* **The task**: Find every line containing "each" in the records below and report the tally as a bare number.

* **Supplied data**:
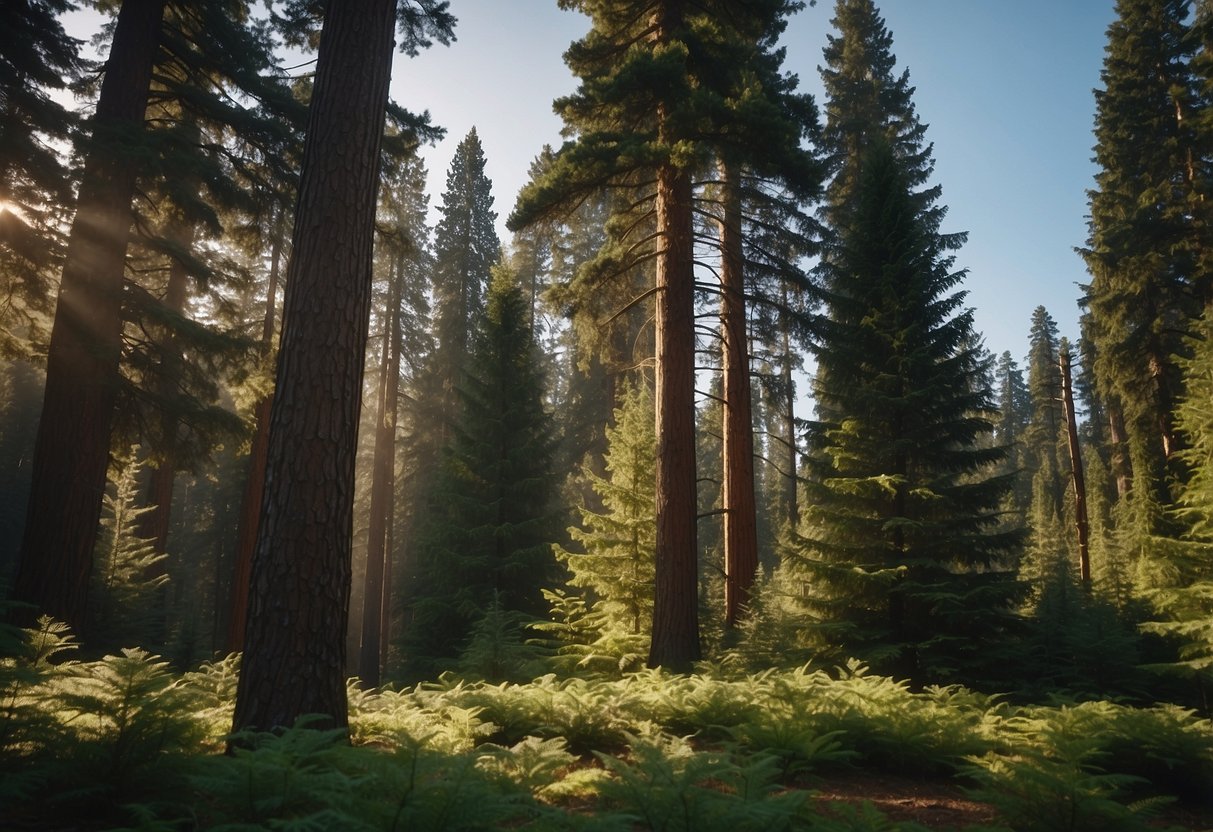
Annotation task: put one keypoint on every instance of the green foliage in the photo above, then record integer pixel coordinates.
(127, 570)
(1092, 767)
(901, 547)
...
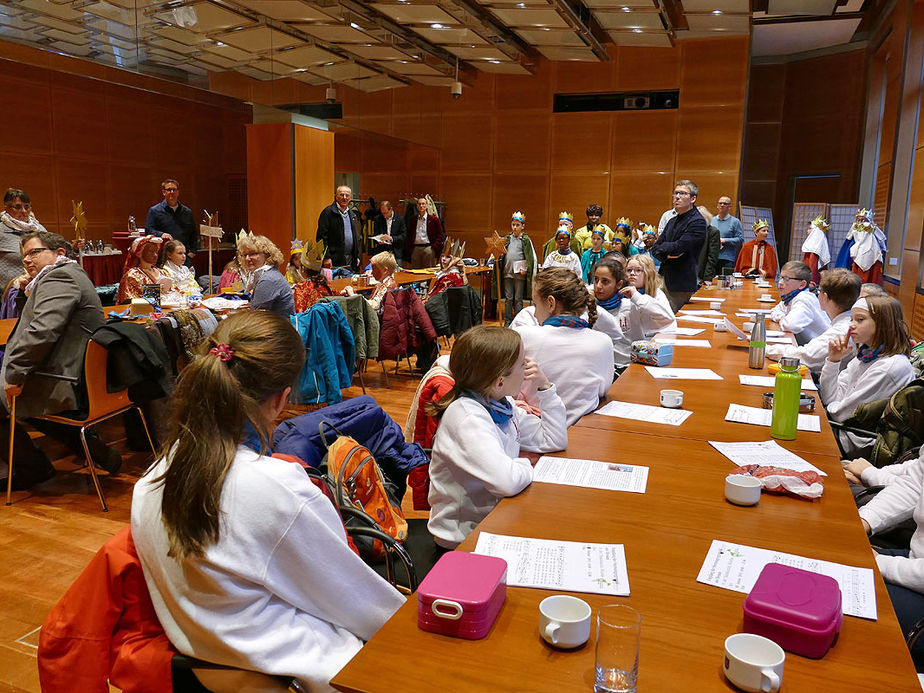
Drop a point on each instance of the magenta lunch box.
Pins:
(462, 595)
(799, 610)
---
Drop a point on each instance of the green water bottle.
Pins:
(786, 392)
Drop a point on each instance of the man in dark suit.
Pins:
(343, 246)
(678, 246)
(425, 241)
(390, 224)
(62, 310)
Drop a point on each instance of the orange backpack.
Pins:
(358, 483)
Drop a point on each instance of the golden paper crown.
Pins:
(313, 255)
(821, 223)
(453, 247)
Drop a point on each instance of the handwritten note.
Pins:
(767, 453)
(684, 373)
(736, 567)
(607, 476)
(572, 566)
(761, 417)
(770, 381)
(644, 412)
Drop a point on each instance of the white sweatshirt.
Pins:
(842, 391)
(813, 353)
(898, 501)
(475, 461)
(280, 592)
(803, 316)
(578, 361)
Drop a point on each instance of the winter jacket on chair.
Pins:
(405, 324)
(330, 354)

* **Expected output**: 8